## Supplied records
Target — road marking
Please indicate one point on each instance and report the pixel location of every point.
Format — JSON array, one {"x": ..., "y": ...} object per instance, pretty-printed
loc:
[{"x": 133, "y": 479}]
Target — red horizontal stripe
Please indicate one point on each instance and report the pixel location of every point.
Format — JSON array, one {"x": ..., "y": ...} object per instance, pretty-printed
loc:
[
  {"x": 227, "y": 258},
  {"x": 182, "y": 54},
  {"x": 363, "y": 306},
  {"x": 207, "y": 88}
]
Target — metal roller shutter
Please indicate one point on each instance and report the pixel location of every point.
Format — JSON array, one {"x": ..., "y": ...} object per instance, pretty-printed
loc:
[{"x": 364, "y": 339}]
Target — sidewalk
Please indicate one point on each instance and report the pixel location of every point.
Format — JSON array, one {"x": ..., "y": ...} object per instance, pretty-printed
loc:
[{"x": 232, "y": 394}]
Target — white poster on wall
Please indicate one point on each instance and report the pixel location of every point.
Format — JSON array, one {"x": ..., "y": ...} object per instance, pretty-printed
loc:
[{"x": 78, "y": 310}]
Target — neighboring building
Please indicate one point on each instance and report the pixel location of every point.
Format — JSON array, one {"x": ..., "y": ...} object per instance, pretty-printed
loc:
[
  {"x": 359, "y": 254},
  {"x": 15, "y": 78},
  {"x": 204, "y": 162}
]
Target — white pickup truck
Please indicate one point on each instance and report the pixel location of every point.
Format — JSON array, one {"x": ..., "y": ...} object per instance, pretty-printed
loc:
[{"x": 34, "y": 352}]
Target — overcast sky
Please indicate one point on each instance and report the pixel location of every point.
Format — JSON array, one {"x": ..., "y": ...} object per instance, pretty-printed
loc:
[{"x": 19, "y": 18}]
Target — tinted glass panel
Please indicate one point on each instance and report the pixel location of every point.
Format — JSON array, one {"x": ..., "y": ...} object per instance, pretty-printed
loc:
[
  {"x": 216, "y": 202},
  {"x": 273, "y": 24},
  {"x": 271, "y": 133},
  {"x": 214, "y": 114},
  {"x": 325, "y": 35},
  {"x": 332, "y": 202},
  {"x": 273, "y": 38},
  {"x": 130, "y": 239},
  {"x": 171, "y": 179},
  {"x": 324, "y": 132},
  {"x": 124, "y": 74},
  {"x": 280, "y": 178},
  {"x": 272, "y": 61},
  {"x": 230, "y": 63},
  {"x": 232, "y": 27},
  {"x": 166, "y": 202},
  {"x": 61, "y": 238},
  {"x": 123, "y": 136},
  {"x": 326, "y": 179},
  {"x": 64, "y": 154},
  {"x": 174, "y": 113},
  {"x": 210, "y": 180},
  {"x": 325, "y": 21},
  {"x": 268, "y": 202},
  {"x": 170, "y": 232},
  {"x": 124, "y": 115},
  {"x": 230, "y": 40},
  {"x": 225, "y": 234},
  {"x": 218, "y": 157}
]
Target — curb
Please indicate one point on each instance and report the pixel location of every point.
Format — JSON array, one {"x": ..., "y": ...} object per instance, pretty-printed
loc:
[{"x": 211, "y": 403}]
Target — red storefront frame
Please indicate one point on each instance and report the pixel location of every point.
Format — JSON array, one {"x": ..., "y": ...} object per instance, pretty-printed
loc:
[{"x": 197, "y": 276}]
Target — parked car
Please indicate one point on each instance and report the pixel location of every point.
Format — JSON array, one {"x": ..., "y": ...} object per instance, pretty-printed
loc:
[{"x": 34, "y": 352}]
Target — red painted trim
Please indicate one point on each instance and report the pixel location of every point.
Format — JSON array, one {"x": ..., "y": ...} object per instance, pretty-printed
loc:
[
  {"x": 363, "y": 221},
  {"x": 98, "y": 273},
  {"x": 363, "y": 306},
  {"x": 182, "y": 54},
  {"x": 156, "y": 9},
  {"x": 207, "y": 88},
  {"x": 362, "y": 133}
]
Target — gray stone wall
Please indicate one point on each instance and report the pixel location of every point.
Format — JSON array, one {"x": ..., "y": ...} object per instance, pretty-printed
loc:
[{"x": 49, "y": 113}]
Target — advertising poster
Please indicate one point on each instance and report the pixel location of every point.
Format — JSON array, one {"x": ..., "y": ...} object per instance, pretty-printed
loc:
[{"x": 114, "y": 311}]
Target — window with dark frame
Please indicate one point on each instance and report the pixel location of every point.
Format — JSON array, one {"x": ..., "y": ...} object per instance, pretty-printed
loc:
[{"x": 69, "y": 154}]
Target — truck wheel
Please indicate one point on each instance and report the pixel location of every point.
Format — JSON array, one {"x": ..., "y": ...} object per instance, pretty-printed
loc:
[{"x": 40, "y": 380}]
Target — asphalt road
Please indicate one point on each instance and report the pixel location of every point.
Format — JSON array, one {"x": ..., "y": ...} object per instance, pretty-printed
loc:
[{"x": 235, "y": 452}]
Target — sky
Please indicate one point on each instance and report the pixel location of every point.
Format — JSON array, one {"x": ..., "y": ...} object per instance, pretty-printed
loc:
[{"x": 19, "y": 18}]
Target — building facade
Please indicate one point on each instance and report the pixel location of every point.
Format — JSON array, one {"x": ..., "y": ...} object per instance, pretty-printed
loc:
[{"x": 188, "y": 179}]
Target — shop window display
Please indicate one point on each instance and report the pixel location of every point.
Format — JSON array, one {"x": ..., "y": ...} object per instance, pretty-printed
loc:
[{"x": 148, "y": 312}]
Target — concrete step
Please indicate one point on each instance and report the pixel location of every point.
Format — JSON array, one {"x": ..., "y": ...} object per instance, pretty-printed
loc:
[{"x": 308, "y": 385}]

## Work instructions
Give back exactly the lines that run from the line with "Target — building facade" through the close of the material, counting both ends, and nothing more.

## Complete response
Target — building facade
Please indicate one point on each instance and report the pixel location of every point.
Format — JSON array, one {"x": ..., "y": ...} object per instance, pretty-printed
loc:
[{"x": 188, "y": 179}]
Target — shop window display
Please indicate one point on each instance and report the pixel location of every point.
Format — JSON array, one {"x": ..., "y": ...} object per instance, pretty-printed
loc:
[{"x": 148, "y": 312}]
Target — concrete step
Please indicate one point on each instance and report the pixel location of every point.
Format — JSON array, one {"x": ..., "y": ...} object per instance, pretty-printed
loc:
[{"x": 308, "y": 385}]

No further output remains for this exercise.